What to work on:
**A.** Using the satellite broadband article, decide whether each statement agrees with it. Answer yes or no, and quote the words that settle it.
(i) MaxConnect runs on satellites from Avanti Communications.
(ii) Marco van Niekerk is a director at Maxwell Technology.
(iii) The draft Broadband Policy, Strategy and Plan is set to go before Cabinet on 4 December.
**B.** Answer these questions from the satellite broadband article:
(i) Which two industries is MaxConnect said to suit best?
(ii) In which city was the international broadband policy workshop held?
(iii) Who is the communications minister?
**C.** Carry on the satellite broadband article from its final sentence.

----- Text section -----

Incredible Connection has partnered with Maxwell Technology, a satellite-based Internet and data solutions provider, to bring high-speed broadband connection to areas with limited or no data coverage.
MaxConnect is a broadband solution, powered by global satellite operator Avanti Communications, that was specifically designed for SMEs and is ideally suited for the agricultural and hospitality industries, says Maxwell Technology in a statement.
Through the use of satellites, the companies are able to overcome geographical barriers, terrestrial network limitations, and other constraining infrastructure issues.
"We certainly differentiate ourselves on the basis of exclusive and innovative products, as well as providing excellent customer service and support," says Incredible Connection CEO Marco van Niekerk.
Maxwell Technology director Kallie Carlsen says advances in satellite technology have made it an affordable solution for SMEs. "Satellites provide a flexible, universal, reliable, as well as quickly deployable, means to address a wide range of communications needs, especially in rural areas.
"MaxConnect is perfect for customers who live in underserviced areas. Through Incredible Connection, customers can now select an always-on broadband package that suits their needs and their budget, no matter where they live in SA."
Broadband policy to Cabinet
Meanwhile, the Department of Communications' (DOC's) National Draft Broadband Policy is finally making its way to Cabinet.
Communications minister Yunus Carrim says the department will present a draft Broadband Policy, Strategy and Plan to Cabinet on 4 December. This comes after an international broadband policy workshop was held in Pretoria last week.

----- Records supplied -----

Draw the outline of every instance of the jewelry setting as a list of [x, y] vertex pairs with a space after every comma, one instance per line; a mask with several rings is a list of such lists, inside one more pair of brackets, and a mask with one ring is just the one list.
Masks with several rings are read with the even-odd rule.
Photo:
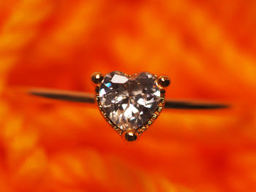
[[165, 103], [167, 76], [94, 73], [95, 99], [107, 122], [128, 142], [136, 140], [160, 115]]
[[156, 120], [163, 108], [206, 110], [230, 107], [214, 102], [166, 99], [165, 88], [170, 85], [169, 77], [148, 72], [129, 75], [113, 72], [105, 76], [95, 72], [91, 75], [91, 81], [95, 85], [94, 94], [40, 88], [25, 88], [25, 93], [71, 102], [96, 103], [106, 121], [129, 142], [137, 140]]

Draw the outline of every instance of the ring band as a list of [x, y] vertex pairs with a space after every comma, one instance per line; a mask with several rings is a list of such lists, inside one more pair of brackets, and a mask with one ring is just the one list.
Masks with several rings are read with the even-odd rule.
[[106, 121], [127, 141], [135, 141], [159, 115], [162, 110], [214, 110], [227, 104], [165, 99], [169, 77], [140, 72], [128, 75], [113, 72], [94, 73], [95, 95], [73, 91], [31, 89], [29, 94], [69, 101], [94, 104]]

-----

Set of answers:
**A.**
(i) Yes: "powered by global satellite operator Avanti Communications"
(ii) No: "Incredible Connection CEO Marco van Niekerk"
(iii) Yes: "the department will present a draft Broadband Policy, Strategy and Plan to Cabinet on 4 December"

**B.**
(i) The agricultural and hospitality industries
(ii) Pretoria
(iii) Yunus Carrim

**C.**
DOC spokesperson Siya Qoza says the workshop was attended by a number of international experts, including Dr Raul Katz from Columbia University; Dr Tim Kelly, an ICT specialist from the World Bank; and Phillipa Biggs, coordinator of the Broadband Commission for Digital Development at the International Telecommunication Union.
Qoza says the workshop attendees welcomed SA's draft Broadband Policy and emphasised the urgency to implement it.
According to Carrim, the workshop presented an opportunity for SA to learn from countries that have already rolled out their broadband plans. He notes that global experts and institutions have been following developments in ICT in SA since its democracy, suggesting SA remains of interest to the global community.
"This policy proposes to consolidate some of the state-owned companies to ensure we eliminate duplication of infrastructure, which SA cannot afford. We seek to encourage service-based competition in broadband. The policy also seeks to consolidate government demand," says Carrim.